Objective ▸ Copy the line containing "Expected behaviour: the pointer places one marker on the yellow", then all lines after it up to and including the final line of the material, exactly and without additions.

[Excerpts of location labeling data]
---*---

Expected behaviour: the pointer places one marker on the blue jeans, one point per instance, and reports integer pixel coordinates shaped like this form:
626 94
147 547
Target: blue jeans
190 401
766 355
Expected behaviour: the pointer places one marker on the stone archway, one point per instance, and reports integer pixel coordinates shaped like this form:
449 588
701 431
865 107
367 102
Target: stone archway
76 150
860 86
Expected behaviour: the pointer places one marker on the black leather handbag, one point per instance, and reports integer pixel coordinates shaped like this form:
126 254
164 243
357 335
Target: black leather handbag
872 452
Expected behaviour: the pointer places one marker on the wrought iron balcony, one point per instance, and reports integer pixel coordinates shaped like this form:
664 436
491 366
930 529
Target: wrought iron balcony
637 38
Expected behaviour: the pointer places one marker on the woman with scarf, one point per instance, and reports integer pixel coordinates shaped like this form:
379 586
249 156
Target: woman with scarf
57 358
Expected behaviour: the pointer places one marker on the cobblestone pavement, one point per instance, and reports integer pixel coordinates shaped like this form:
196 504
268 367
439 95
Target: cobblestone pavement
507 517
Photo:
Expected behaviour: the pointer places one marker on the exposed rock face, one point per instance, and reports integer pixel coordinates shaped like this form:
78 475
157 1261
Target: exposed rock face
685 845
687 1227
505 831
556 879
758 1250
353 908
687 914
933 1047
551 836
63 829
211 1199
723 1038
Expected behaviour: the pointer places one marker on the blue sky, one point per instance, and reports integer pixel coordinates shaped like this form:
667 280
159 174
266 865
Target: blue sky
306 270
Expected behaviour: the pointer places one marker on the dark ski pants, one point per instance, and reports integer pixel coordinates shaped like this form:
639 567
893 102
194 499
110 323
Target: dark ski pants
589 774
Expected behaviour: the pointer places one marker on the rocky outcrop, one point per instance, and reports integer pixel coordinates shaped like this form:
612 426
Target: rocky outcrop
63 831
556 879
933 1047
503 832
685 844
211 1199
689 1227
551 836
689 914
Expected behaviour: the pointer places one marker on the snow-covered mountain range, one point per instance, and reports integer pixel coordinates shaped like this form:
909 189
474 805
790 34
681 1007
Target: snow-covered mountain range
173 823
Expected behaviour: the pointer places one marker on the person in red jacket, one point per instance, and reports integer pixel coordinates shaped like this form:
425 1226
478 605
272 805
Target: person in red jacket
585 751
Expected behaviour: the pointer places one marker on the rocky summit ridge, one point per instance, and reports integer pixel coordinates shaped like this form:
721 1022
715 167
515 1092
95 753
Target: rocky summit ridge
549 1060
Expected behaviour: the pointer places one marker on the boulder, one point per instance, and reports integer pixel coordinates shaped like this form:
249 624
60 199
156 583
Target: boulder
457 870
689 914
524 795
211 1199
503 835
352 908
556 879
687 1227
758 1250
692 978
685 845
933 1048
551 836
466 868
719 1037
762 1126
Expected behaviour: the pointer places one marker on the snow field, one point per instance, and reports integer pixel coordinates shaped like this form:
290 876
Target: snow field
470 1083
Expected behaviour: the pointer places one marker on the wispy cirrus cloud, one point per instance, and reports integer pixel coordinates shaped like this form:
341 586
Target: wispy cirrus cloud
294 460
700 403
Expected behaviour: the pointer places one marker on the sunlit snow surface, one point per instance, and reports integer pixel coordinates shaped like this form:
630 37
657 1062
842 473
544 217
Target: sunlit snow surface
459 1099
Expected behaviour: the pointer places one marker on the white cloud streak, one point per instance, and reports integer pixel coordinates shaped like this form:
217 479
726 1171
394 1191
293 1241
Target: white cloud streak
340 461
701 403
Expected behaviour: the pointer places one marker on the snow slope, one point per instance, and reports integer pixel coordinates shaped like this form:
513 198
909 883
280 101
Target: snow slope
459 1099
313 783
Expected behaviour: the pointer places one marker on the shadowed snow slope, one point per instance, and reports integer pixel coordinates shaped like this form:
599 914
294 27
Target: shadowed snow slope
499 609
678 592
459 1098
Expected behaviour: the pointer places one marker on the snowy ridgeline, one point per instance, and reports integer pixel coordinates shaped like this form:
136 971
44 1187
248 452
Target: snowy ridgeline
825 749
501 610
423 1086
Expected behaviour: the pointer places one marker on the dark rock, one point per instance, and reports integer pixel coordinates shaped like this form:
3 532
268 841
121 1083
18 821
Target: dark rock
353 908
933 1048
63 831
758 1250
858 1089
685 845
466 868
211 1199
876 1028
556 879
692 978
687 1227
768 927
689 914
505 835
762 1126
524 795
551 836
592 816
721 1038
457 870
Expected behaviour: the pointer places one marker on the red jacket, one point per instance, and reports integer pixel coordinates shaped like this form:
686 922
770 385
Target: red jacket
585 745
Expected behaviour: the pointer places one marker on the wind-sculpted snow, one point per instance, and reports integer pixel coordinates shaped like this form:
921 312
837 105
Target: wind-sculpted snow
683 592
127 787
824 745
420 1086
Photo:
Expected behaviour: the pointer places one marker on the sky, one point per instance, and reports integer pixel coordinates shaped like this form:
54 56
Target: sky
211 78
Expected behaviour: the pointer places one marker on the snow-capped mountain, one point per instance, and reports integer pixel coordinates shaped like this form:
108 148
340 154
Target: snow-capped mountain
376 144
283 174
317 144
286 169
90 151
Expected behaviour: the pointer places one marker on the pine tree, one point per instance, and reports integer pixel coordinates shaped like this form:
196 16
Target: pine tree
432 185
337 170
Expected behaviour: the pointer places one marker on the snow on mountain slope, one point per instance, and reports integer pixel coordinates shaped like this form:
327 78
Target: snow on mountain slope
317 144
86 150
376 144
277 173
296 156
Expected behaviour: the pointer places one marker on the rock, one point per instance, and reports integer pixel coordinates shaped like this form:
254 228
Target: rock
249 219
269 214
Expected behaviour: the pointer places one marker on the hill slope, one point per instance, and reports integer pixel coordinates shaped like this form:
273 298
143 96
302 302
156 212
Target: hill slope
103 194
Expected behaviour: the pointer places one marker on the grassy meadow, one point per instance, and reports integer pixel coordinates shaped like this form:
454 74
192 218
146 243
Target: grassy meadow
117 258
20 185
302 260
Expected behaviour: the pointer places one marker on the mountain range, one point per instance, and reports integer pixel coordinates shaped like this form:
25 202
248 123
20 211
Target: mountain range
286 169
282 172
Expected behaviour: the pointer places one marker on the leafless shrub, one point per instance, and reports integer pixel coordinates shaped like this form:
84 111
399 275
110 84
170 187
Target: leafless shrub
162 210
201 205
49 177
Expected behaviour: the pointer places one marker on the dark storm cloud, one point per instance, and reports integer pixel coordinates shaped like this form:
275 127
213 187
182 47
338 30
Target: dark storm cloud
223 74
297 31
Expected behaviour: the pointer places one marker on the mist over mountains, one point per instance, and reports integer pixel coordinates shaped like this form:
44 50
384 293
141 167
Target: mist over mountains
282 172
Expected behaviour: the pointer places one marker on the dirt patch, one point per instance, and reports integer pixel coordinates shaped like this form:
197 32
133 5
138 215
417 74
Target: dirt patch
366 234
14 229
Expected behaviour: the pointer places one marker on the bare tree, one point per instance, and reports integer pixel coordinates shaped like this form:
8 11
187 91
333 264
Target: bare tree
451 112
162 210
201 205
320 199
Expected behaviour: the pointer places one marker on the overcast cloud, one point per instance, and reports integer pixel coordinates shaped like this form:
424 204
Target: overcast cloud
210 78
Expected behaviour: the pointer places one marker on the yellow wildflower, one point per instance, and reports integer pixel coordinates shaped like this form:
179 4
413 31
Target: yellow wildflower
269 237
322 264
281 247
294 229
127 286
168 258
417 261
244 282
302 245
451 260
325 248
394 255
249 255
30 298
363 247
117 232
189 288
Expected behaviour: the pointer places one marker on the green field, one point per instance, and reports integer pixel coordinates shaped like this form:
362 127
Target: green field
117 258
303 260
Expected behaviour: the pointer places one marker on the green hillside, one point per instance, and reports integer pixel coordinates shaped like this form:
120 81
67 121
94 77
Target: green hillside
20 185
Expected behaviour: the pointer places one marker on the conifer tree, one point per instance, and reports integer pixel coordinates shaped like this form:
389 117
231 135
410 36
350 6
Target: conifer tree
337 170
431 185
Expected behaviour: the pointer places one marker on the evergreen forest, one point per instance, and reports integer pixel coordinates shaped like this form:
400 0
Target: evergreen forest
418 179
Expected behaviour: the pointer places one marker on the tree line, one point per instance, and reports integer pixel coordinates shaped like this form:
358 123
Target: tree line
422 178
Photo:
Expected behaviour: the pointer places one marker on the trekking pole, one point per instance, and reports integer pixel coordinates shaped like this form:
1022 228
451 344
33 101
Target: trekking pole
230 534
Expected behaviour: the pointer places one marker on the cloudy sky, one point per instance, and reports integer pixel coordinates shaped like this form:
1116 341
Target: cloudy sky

---*---

Exercise response ▸
Expected behaviour: the pointer places one marker on the yellow wildflower, one point per instance, and reports integer pixel coordinates shaped like this form:
179 4
413 31
Target: yellow wildflower
269 237
322 264
281 247
294 229
127 286
168 258
417 261
244 282
302 245
451 260
325 248
394 255
249 255
30 298
363 247
117 232
189 288
Expected behaviour: the pointer places one marker on the green field, one point per instance, and reports integer pixel coordinates shaped like this form:
362 127
Target: green field
117 258
303 260
Expected behaviour: the pointer places one marker on the green hillside, one point per instance, and reports integer pixel coordinates shaped like this form:
120 81
67 121
94 77
Target: green hillside
20 185
Expected behaviour: the pointer places one marker on the conifer tree, one point per instance, and reports integer pixel coordinates shaped like this form:
389 117
231 135
410 36
350 6
Target: conifer tree
337 170
431 185
Expected behaviour: the pointer places one marker on the evergreen forest, one point per instance, and reports integer pixel coordinates shaped like this form:
400 0
Target: evergreen forest
418 179
Expected behaviour: the pointer places one marker on the tree line, one point per instance, and reports integer pixel coordinates shaped like this form:
358 123
Target: tree line
422 178
Photo:
Expected behaviour: the pointer places one marker on the trekking pole, one point per instance, and reports integer pixel coordinates shaped like this form:
1022 228
451 344
33 101
Target: trekking pole
230 534
Expected behaviour: the pointer places one marker on the cloudy sky, one point per instance, and reports integer pixel coordinates shaped like this form:
1116 341
Target: cloudy sky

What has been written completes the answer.